THE EXERCISE => Render this sentence from the domain ownership text in Spanish: "Most bad actors are not perfect from day one."

SOURCE EXCERPT =>

====

The manual methods above are precise but slow. You cannot run dig and curl on 500 domains per hour without writing complex scripts. Furthermore, manual checks only show you the current state of the domain. They don't show you what the WHOIS record looked like three years ago before the owner enabled privacy protection.

UserSearch unifies this fragmented workflow into a single, historical, and correlational console. Instead of just querying the current state, it pivots across time and datasets to find the connections that manual tools miss.

1. Domain Ownership History (The "Time Machine")

The single most effective technique in Domain OSINT is historical regression. Most bad actors are not perfect from day one. They often register a domain using their personal email or home address, realize their mistake a month later, and then pay for WHOIS privacy.

A manual whois check today will only show "Redacted for Privacy." UserSearch’s Domain Ownership (History) module queries historical databases to find the record before it was scrubbed.

The Check: Enter the domain name in the Domain Search module.

====

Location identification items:

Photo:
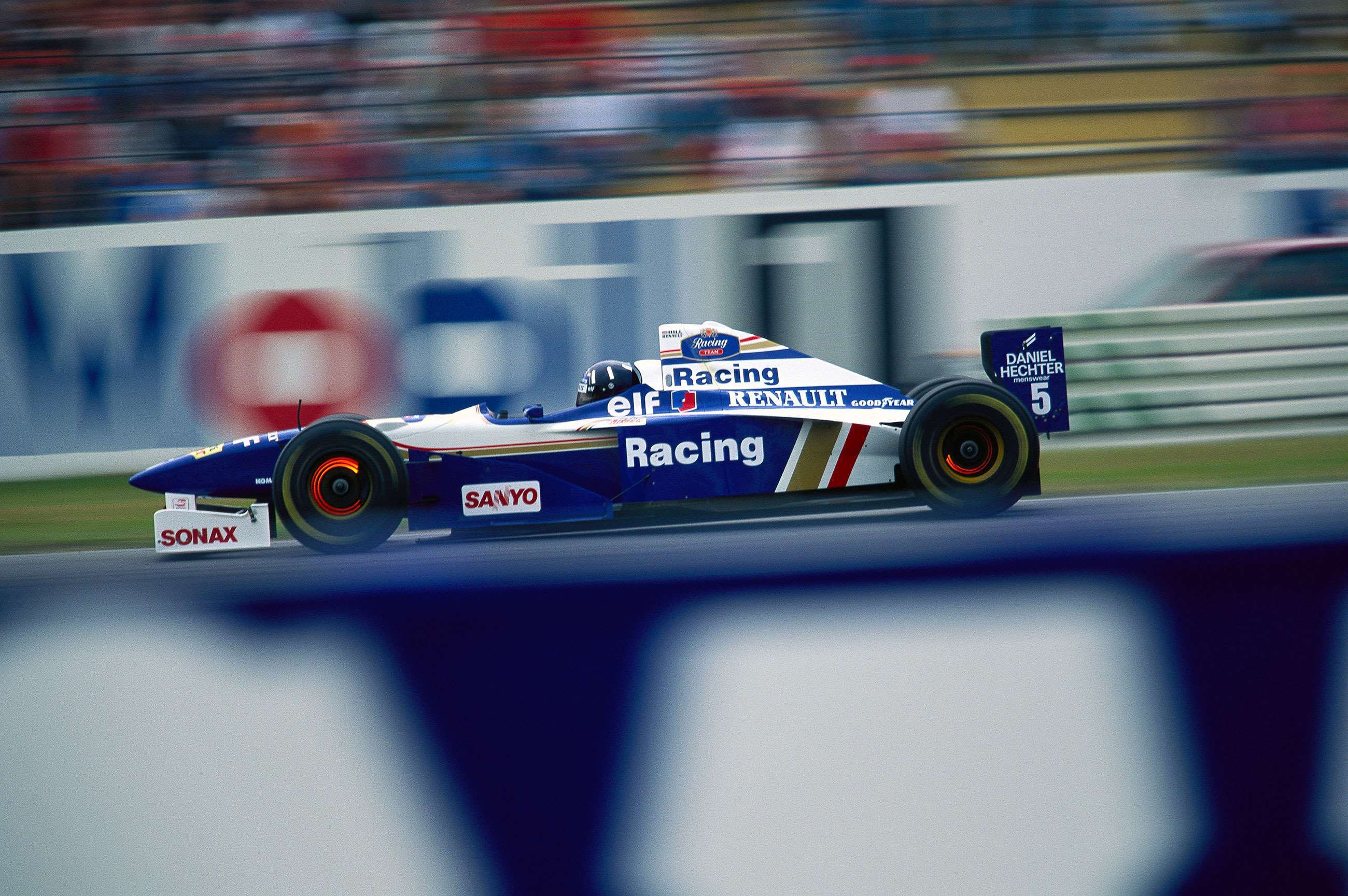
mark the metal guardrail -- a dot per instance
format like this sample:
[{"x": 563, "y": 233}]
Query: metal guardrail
[{"x": 1239, "y": 363}]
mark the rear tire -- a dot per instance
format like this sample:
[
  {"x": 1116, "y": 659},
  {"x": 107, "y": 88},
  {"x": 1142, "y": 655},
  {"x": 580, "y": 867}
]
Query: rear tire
[
  {"x": 340, "y": 487},
  {"x": 968, "y": 448}
]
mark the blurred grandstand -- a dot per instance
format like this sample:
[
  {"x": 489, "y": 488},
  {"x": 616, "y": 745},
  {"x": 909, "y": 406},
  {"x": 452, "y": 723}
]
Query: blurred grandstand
[{"x": 146, "y": 111}]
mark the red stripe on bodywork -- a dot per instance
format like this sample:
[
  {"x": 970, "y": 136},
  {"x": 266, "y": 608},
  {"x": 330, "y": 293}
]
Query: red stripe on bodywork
[{"x": 847, "y": 460}]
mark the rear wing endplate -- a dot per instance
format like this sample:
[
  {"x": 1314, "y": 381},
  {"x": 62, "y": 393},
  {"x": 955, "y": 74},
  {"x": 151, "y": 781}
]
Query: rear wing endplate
[{"x": 1032, "y": 365}]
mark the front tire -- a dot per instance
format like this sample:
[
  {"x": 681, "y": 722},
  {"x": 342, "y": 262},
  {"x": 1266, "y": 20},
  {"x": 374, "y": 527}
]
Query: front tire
[
  {"x": 340, "y": 487},
  {"x": 968, "y": 448}
]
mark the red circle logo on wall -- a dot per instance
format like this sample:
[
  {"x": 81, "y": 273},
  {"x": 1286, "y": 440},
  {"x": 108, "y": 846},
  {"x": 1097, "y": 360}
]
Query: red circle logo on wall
[{"x": 274, "y": 349}]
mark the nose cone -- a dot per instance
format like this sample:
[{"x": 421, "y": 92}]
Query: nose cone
[
  {"x": 163, "y": 477},
  {"x": 232, "y": 470}
]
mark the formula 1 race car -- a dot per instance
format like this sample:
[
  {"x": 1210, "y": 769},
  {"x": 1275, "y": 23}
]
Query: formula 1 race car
[{"x": 722, "y": 413}]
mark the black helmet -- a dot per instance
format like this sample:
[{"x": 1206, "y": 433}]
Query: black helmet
[{"x": 605, "y": 380}]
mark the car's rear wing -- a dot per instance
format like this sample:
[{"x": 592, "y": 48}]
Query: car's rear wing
[{"x": 1032, "y": 365}]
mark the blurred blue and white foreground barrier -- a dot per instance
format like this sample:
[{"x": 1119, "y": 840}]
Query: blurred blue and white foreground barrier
[{"x": 1205, "y": 369}]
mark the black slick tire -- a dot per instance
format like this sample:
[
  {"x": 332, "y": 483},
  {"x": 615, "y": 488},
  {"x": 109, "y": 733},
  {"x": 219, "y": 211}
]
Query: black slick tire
[
  {"x": 968, "y": 448},
  {"x": 340, "y": 487}
]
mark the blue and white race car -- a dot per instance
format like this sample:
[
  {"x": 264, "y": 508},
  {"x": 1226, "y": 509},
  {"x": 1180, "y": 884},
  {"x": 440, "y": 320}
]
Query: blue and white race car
[{"x": 722, "y": 413}]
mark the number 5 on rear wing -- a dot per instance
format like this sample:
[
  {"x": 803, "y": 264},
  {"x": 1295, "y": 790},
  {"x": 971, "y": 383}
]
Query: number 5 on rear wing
[{"x": 1032, "y": 364}]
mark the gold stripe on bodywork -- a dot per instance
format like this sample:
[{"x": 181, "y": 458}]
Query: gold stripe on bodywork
[
  {"x": 815, "y": 456},
  {"x": 574, "y": 445}
]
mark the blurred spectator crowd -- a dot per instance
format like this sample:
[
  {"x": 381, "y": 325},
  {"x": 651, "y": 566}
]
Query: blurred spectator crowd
[{"x": 153, "y": 109}]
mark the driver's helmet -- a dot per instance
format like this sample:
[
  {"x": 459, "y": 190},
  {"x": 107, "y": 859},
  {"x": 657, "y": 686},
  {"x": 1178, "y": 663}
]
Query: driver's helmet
[{"x": 605, "y": 380}]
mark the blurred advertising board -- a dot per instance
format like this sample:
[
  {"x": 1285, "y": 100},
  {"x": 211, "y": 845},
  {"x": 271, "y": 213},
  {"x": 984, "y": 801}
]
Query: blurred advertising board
[{"x": 181, "y": 333}]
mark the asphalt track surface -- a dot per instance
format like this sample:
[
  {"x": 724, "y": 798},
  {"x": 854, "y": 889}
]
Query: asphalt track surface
[{"x": 1038, "y": 535}]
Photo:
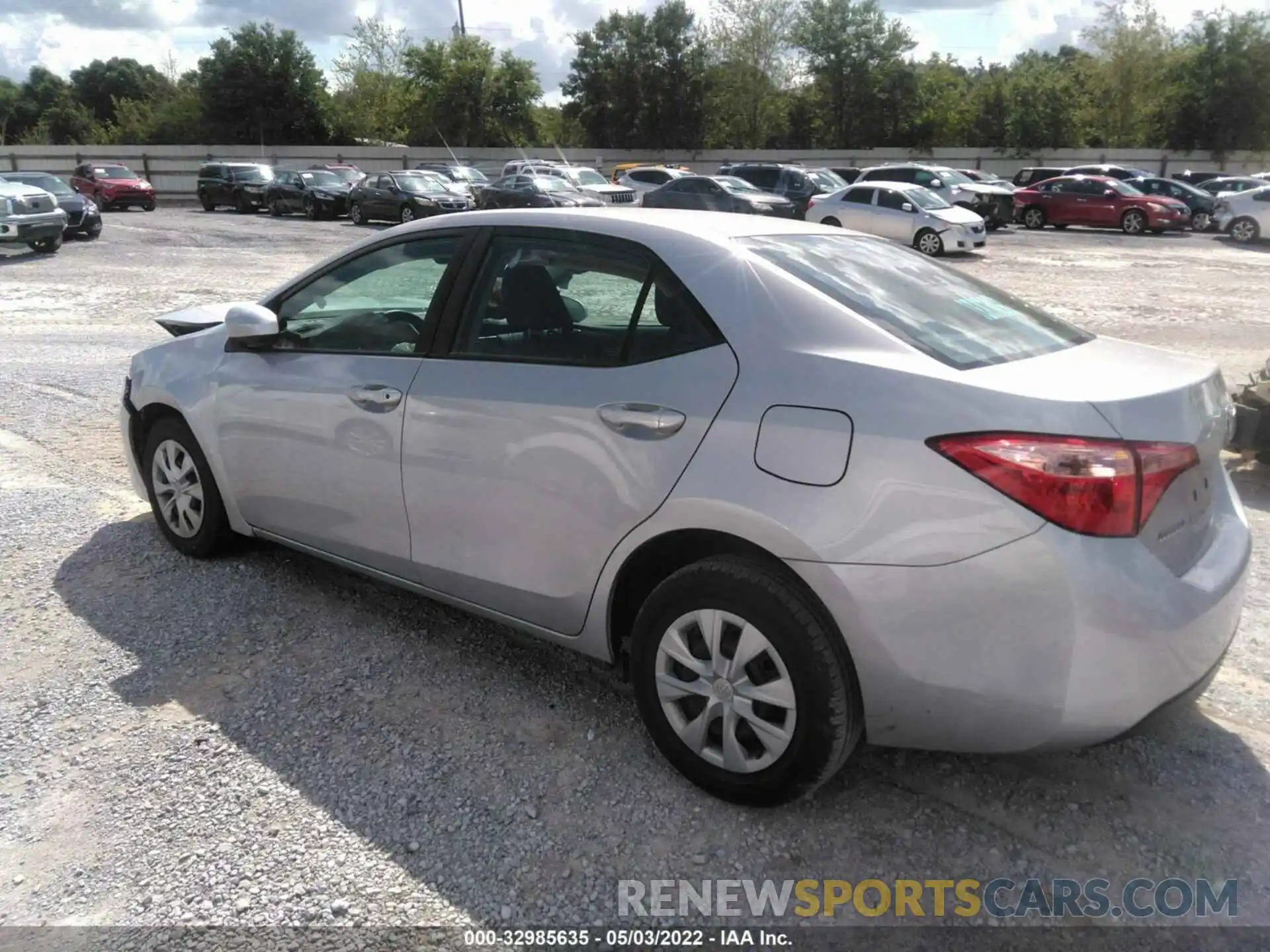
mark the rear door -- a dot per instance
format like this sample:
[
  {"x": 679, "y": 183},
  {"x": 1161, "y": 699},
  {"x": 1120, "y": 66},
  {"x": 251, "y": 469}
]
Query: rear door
[{"x": 568, "y": 395}]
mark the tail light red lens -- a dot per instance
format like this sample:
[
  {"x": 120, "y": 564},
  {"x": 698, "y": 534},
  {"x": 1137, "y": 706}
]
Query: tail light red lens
[{"x": 1094, "y": 487}]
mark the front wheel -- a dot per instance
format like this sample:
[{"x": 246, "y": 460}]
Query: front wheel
[
  {"x": 1245, "y": 230},
  {"x": 183, "y": 494},
  {"x": 929, "y": 243},
  {"x": 743, "y": 683},
  {"x": 1034, "y": 219},
  {"x": 1133, "y": 222}
]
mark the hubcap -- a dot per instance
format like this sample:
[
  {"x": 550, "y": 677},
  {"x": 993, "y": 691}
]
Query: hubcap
[
  {"x": 726, "y": 691},
  {"x": 178, "y": 489}
]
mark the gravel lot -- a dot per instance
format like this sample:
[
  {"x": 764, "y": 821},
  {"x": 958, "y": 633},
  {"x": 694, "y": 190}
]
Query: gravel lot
[{"x": 270, "y": 740}]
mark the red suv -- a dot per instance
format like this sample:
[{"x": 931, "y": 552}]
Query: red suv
[
  {"x": 112, "y": 186},
  {"x": 1099, "y": 202}
]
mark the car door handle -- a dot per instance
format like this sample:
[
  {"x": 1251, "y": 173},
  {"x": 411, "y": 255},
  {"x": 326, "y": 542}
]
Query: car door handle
[
  {"x": 642, "y": 420},
  {"x": 375, "y": 397}
]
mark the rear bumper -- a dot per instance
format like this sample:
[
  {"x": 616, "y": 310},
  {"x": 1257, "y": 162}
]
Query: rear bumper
[{"x": 1052, "y": 641}]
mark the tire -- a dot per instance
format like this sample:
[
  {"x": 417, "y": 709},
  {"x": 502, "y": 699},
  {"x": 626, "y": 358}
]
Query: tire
[
  {"x": 173, "y": 437},
  {"x": 929, "y": 243},
  {"x": 800, "y": 647},
  {"x": 1034, "y": 218},
  {"x": 1133, "y": 222},
  {"x": 1245, "y": 230}
]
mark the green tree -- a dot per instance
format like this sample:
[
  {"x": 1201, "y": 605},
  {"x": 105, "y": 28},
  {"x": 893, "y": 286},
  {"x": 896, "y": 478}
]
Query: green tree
[{"x": 262, "y": 85}]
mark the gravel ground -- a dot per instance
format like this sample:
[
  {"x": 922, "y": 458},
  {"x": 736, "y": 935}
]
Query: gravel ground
[{"x": 269, "y": 740}]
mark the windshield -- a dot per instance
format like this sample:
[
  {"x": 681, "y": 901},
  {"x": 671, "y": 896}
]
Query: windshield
[
  {"x": 959, "y": 320},
  {"x": 50, "y": 183},
  {"x": 1124, "y": 188},
  {"x": 925, "y": 198},
  {"x": 254, "y": 173},
  {"x": 733, "y": 184},
  {"x": 321, "y": 178},
  {"x": 826, "y": 179},
  {"x": 421, "y": 183}
]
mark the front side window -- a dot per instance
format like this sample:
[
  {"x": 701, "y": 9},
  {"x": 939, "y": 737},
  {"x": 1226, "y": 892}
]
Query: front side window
[
  {"x": 556, "y": 301},
  {"x": 374, "y": 303},
  {"x": 943, "y": 313}
]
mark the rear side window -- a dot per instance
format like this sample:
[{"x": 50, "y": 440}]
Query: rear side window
[{"x": 945, "y": 314}]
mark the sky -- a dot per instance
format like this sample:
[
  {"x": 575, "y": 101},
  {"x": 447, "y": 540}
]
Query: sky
[{"x": 64, "y": 34}]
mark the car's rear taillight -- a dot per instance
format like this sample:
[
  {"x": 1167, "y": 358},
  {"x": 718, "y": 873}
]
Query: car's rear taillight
[{"x": 1093, "y": 487}]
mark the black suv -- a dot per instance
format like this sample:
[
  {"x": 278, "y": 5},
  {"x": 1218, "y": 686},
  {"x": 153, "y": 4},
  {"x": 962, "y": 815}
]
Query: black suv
[
  {"x": 239, "y": 184},
  {"x": 796, "y": 183}
]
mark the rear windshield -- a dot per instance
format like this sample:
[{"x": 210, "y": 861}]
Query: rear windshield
[{"x": 959, "y": 320}]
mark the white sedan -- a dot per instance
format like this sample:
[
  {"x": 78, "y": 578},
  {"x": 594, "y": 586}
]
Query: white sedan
[
  {"x": 905, "y": 212},
  {"x": 1245, "y": 216}
]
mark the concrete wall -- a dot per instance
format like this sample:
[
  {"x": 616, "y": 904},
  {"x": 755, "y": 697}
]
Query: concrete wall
[{"x": 173, "y": 169}]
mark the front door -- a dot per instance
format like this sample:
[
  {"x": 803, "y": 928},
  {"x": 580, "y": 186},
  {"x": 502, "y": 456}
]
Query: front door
[
  {"x": 579, "y": 382},
  {"x": 310, "y": 428}
]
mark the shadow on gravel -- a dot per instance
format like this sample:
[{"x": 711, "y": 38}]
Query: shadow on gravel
[{"x": 472, "y": 754}]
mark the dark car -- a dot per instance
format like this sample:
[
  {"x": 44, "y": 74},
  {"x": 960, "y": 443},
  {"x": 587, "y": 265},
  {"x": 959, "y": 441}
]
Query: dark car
[
  {"x": 718, "y": 193},
  {"x": 400, "y": 197},
  {"x": 1111, "y": 172},
  {"x": 240, "y": 186},
  {"x": 1232, "y": 183},
  {"x": 316, "y": 192},
  {"x": 847, "y": 173},
  {"x": 535, "y": 192},
  {"x": 793, "y": 182},
  {"x": 1037, "y": 173},
  {"x": 1197, "y": 200},
  {"x": 83, "y": 216},
  {"x": 1197, "y": 178},
  {"x": 113, "y": 186}
]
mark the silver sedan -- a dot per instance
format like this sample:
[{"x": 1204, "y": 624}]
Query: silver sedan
[{"x": 808, "y": 487}]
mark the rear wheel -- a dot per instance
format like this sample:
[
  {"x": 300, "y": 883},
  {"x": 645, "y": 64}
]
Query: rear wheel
[
  {"x": 183, "y": 493},
  {"x": 743, "y": 683},
  {"x": 929, "y": 243},
  {"x": 1133, "y": 222},
  {"x": 1245, "y": 230}
]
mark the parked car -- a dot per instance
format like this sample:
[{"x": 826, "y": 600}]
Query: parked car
[
  {"x": 1245, "y": 216},
  {"x": 535, "y": 192},
  {"x": 1231, "y": 184},
  {"x": 402, "y": 197},
  {"x": 804, "y": 485},
  {"x": 241, "y": 186},
  {"x": 794, "y": 182},
  {"x": 994, "y": 204},
  {"x": 83, "y": 216},
  {"x": 1033, "y": 175},
  {"x": 30, "y": 216},
  {"x": 647, "y": 178},
  {"x": 908, "y": 214},
  {"x": 349, "y": 172},
  {"x": 316, "y": 192},
  {"x": 1111, "y": 172},
  {"x": 718, "y": 194},
  {"x": 113, "y": 186},
  {"x": 589, "y": 182},
  {"x": 1197, "y": 178},
  {"x": 1099, "y": 202},
  {"x": 1199, "y": 202}
]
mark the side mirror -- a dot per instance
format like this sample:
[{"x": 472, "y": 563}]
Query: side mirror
[{"x": 251, "y": 324}]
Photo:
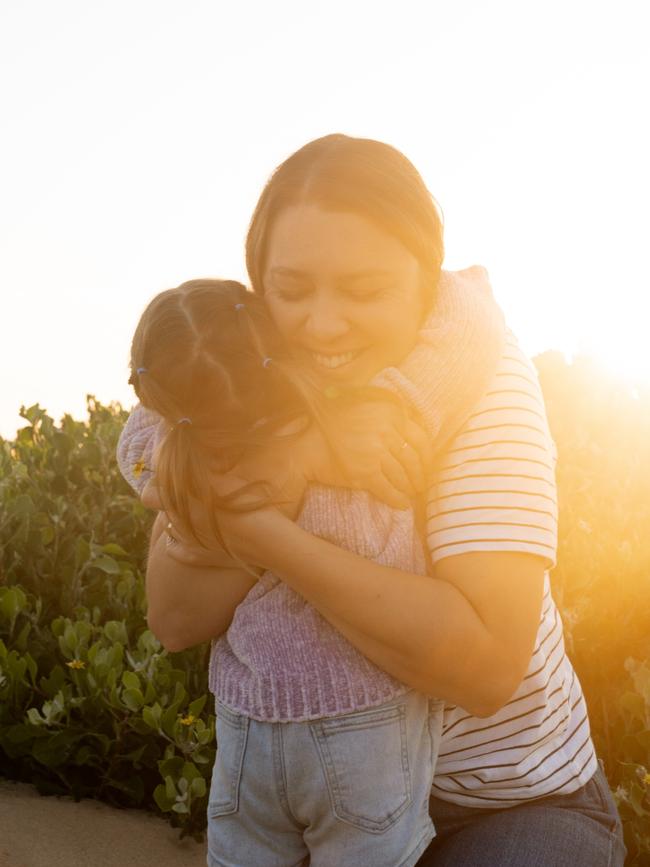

====

ANSWER TO THIS PROBLEM => La mayoría de los actores maliciosos no son perfectos desde el primer día.